**Bagian Teks:**
========================
Liputan6.com, Jakarta Data milik Kementerian Kesehatan (Kemenkes) RI sendiri menunjukkan sudah ada 53 kasus Omicron subvarian CH.1.1 atau Orthrus sudah masuk ke Indonesia. Subvarian Orthrus sebenarnya sudah terdeteksi sejak 11 Oktober 2022 lalu.
Epidemiolog sekaligus Peneliti Keamanan dan Kesehatan Global Griffith University Australia, Dicky Budiman mengungkapkan bahwa cara menyikapi masing-masing varian baru COVID-19 termasuk Orthrus umumnya sama saja.
Baca Juga
"Mau apapun variannya sama. Saat ini 100 persen varian yang bersirkulasi di dunia adalah Omicron dengan turunannya yang hampir seribu. Nah, semua subvarian Omicron itu memiliki kemampuan menginfeksi maupun reinfeksi yang jauh lebih hebat dari varian sebelumnya," ujar Dicky melalui keterangan pada Health Liputan6.com, Jumat (24/2/2023).
Advertisement
Kondisi Sudah Membaik, Ada Modal Imunitas
Dicky menambahkan, saat ini kondisi memang sudah jauh membaik. Mengingat masyarakat sudah memiliki modal imunitas dari berbagai macam sumber seperti vaksinasi primer maupun vaksinasi booster.
========================
**Tugas Anda:**
Ringkaslah paragraf yang diawali "Dicky menambahkan, saat ini" dalam teks tentang subvarian Orthrus di atas menjadi satu kalimat singkat tanpa menghilangkan fakta utamanya.
========================
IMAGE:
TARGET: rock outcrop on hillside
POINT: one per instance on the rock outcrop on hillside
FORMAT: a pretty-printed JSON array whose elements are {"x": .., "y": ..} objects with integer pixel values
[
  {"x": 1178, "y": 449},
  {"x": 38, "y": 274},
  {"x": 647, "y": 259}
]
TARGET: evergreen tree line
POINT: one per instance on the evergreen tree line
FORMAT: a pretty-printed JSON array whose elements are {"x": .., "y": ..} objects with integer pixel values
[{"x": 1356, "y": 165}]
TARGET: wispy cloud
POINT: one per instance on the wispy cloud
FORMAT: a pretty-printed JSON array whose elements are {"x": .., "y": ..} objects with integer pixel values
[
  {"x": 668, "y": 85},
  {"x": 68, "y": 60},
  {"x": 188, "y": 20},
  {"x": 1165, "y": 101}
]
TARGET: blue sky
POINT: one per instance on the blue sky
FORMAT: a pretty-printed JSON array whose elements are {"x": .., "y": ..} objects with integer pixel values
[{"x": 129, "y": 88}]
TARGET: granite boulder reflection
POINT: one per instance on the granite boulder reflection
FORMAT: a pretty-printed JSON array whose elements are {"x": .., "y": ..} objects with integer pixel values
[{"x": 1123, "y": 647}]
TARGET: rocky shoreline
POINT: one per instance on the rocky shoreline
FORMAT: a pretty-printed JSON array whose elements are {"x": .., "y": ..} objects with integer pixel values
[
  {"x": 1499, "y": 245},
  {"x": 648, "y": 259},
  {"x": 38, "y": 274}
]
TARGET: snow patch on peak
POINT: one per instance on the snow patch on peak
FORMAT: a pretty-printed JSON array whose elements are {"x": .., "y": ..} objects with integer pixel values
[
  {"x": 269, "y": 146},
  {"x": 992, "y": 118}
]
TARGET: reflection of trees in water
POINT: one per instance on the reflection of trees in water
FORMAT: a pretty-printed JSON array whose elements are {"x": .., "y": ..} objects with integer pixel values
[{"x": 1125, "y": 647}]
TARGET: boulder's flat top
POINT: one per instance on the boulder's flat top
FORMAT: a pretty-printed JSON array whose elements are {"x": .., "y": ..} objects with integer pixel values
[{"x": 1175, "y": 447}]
========================
**Hasil Latihan:**
Menurut Dicky, kondisi kini sudah jauh membaik karena masyarakat telah memiliki modal imunitas dari berbagai sumber, seperti vaksinasi primer dan booster.